* **What is expected**:
Quote the records from the line with "task: segment the green leaf" up to and including the line with "197], [36, 226]]]", keeping every character as it appears.

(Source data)
================
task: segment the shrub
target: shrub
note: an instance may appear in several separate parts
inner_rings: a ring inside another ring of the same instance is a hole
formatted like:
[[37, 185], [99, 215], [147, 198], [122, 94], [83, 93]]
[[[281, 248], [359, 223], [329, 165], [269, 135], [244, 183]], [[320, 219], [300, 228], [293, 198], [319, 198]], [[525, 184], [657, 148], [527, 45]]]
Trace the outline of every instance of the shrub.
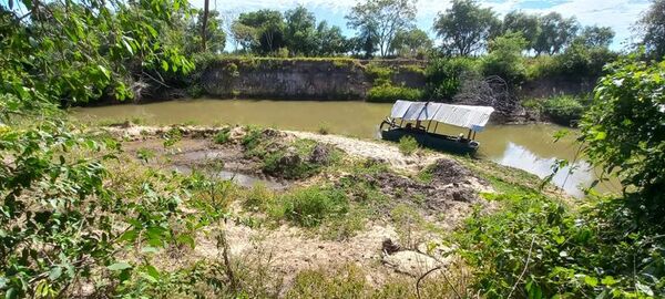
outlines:
[[442, 58], [431, 61], [424, 70], [426, 97], [452, 100], [460, 89], [462, 76], [467, 73], [478, 73], [478, 69], [477, 61], [468, 58]]
[[494, 199], [502, 210], [472, 215], [454, 237], [484, 298], [663, 296], [664, 244], [636, 230], [624, 200], [590, 198], [572, 212], [539, 195]]
[[418, 151], [418, 142], [412, 136], [403, 136], [399, 140], [398, 148], [402, 154], [410, 156]]
[[256, 184], [247, 193], [243, 205], [249, 208], [258, 208], [265, 210], [275, 200], [275, 194], [264, 184]]
[[665, 62], [628, 58], [607, 69], [581, 122], [585, 153], [605, 173], [617, 171], [641, 218], [663, 226], [665, 213]]
[[543, 113], [553, 122], [562, 125], [572, 125], [582, 118], [586, 110], [579, 97], [572, 95], [553, 96], [543, 102]]
[[507, 33], [490, 42], [490, 53], [481, 60], [485, 76], [498, 75], [509, 84], [519, 85], [526, 76], [522, 51], [526, 40], [521, 33]]
[[422, 92], [418, 89], [393, 86], [390, 84], [374, 86], [367, 92], [368, 102], [392, 103], [397, 100], [419, 101], [421, 97]]
[[216, 144], [225, 144], [231, 140], [231, 128], [224, 127], [214, 137]]
[[262, 138], [262, 132], [257, 127], [247, 126], [245, 136], [241, 143], [245, 146], [247, 151], [254, 150], [259, 143]]
[[348, 212], [348, 200], [342, 192], [318, 186], [286, 194], [280, 202], [284, 217], [304, 227], [318, 226], [328, 217]]
[[389, 84], [391, 82], [392, 70], [390, 68], [370, 63], [365, 68], [365, 73], [367, 73], [375, 85]]

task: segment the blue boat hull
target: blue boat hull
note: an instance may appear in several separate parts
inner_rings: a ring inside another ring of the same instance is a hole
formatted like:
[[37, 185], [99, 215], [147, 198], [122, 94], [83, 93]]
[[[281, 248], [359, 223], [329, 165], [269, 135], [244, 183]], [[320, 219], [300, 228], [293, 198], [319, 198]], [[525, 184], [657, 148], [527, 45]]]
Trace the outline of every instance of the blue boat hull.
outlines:
[[381, 138], [399, 142], [405, 136], [413, 137], [423, 147], [454, 154], [474, 154], [480, 144], [475, 141], [460, 140], [447, 135], [427, 133], [420, 130], [390, 128], [381, 130]]

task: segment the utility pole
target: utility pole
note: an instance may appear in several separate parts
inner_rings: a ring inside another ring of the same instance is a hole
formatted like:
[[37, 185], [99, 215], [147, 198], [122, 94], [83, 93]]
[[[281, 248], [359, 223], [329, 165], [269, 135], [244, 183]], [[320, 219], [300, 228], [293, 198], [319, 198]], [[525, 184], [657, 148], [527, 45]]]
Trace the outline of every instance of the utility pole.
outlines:
[[201, 44], [203, 45], [204, 52], [207, 52], [207, 47], [206, 47], [205, 42], [206, 42], [207, 14], [208, 14], [209, 2], [211, 2], [211, 0], [205, 0], [205, 2], [203, 4], [203, 22], [201, 25]]

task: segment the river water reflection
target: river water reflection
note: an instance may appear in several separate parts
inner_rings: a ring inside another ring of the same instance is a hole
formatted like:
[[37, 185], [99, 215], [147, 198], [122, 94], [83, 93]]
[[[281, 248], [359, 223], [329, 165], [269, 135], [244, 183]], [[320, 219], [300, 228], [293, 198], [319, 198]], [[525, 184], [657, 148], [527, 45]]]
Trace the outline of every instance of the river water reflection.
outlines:
[[[374, 138], [378, 124], [390, 113], [390, 107], [391, 104], [366, 102], [201, 99], [73, 109], [72, 114], [81, 120], [139, 118], [149, 124], [255, 124], [298, 131], [317, 131], [325, 126], [331, 134]], [[557, 158], [573, 159], [579, 150], [573, 136], [554, 143], [552, 136], [561, 128], [546, 124], [490, 125], [477, 136], [481, 143], [480, 155], [544, 177], [552, 173], [552, 165]], [[464, 130], [440, 125], [437, 132], [457, 135]], [[560, 169], [553, 182], [567, 193], [581, 196], [580, 186], [589, 186], [595, 174], [584, 161], [575, 163], [574, 168], [572, 174], [567, 168]], [[596, 188], [607, 192], [616, 190], [617, 186], [608, 182]]]

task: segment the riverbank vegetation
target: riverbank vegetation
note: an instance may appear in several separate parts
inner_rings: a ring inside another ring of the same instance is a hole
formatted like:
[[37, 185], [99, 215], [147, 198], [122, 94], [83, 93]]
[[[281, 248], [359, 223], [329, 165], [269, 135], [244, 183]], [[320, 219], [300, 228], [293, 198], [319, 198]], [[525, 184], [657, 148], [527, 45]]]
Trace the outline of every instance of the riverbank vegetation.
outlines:
[[[374, 44], [374, 25], [386, 25], [367, 22], [385, 2], [362, 2], [349, 17], [366, 33], [364, 49]], [[582, 153], [602, 167], [601, 179], [616, 175], [624, 188], [616, 195], [590, 189], [580, 199], [489, 161], [427, 151], [405, 156], [385, 143], [257, 127], [85, 126], [59, 106], [135, 99], [145, 82], [192, 72], [196, 64], [185, 48], [170, 41], [181, 35], [170, 33], [177, 32], [178, 18], [196, 14], [180, 0], [3, 2], [0, 295], [661, 298], [665, 64], [655, 61], [662, 35], [652, 21], [661, 20], [662, 2], [642, 23], [646, 52], [603, 70], [580, 122]], [[398, 9], [408, 24], [413, 8]], [[446, 31], [449, 19], [468, 11], [484, 19], [477, 24], [489, 39], [487, 25], [497, 20], [472, 1], [441, 13], [439, 35], [451, 54], [468, 55], [484, 43], [490, 53], [433, 63], [424, 72], [440, 78], [430, 78], [431, 92], [454, 97], [468, 66], [525, 72], [528, 81], [541, 73], [530, 68], [546, 69], [533, 65], [603, 64], [539, 38], [456, 41]], [[532, 23], [533, 16], [522, 17]], [[263, 54], [277, 50], [279, 25], [259, 24], [279, 24], [279, 13], [238, 19], [234, 30], [246, 38], [238, 43]], [[535, 20], [574, 27], [554, 14]], [[201, 39], [204, 51], [206, 40], [222, 40]], [[389, 41], [377, 41], [380, 53], [390, 53]], [[510, 54], [515, 44], [541, 56], [525, 61], [524, 70], [492, 56], [523, 59]], [[279, 52], [290, 51], [294, 45]], [[543, 56], [557, 52], [561, 58]], [[575, 106], [570, 99], [546, 105]], [[243, 186], [241, 175], [266, 185]]]

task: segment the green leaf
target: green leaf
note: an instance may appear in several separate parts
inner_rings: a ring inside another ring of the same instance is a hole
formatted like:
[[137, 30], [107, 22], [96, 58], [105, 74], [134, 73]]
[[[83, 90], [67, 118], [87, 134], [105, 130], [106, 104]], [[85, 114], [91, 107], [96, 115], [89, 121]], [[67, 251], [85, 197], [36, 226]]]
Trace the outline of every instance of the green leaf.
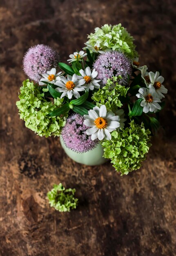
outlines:
[[149, 117], [150, 119], [150, 126], [153, 130], [154, 133], [155, 133], [160, 126], [160, 122], [155, 117], [149, 116]]
[[76, 106], [81, 105], [87, 99], [88, 96], [89, 92], [87, 91], [86, 91], [86, 92], [83, 95], [78, 98], [78, 99], [71, 101], [70, 103], [71, 105]]
[[84, 107], [84, 108], [88, 108], [88, 109], [93, 109], [93, 108], [95, 107], [95, 105], [87, 101], [85, 101], [81, 106]]
[[128, 92], [132, 95], [136, 95], [138, 92], [140, 88], [140, 86], [139, 85], [134, 85], [132, 87], [130, 86]]
[[75, 74], [80, 76], [79, 71], [82, 68], [80, 63], [79, 61], [75, 61], [72, 64], [72, 67]]
[[143, 112], [143, 107], [140, 106], [140, 102], [143, 100], [142, 99], [139, 99], [135, 101], [132, 110], [129, 113], [128, 115], [131, 117], [141, 115]]
[[69, 66], [65, 63], [62, 62], [59, 62], [58, 65], [60, 68], [65, 73], [71, 76], [73, 76], [74, 74], [74, 71], [71, 67]]
[[133, 79], [133, 82], [131, 83], [131, 87], [132, 87], [134, 85], [138, 85], [140, 81], [140, 79], [141, 79], [141, 74], [139, 74], [136, 76], [135, 78]]
[[68, 112], [70, 110], [69, 103], [66, 103], [60, 108], [59, 108], [57, 109], [50, 112], [48, 114], [49, 117], [58, 117], [62, 115], [67, 112]]
[[86, 49], [86, 52], [87, 52], [87, 58], [88, 58], [89, 59], [89, 61], [90, 61], [90, 62], [93, 63], [93, 58], [92, 58], [92, 56], [91, 56], [91, 54], [90, 54], [90, 51], [87, 48]]
[[49, 89], [49, 92], [51, 95], [51, 96], [53, 96], [53, 98], [57, 99], [58, 97], [60, 98], [60, 97], [61, 94], [60, 92], [56, 92], [56, 91], [49, 85], [48, 85], [48, 88]]
[[88, 114], [87, 110], [81, 106], [79, 106], [79, 107], [74, 106], [73, 108], [73, 110], [76, 113], [79, 114], [82, 116]]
================
* **Correct result**:
task: segment the green leaf
target: green leaf
note: an instance may appear in several separate parts
inner_rings: a ring inside another ring of the same instance is a hole
formatted like:
[[137, 30], [107, 22], [96, 58], [105, 74], [134, 73]]
[[[83, 90], [67, 118], [87, 134], [105, 130], [106, 104]], [[85, 114], [91, 107], [96, 115], [89, 121]], [[67, 251], [85, 197], [36, 226]]]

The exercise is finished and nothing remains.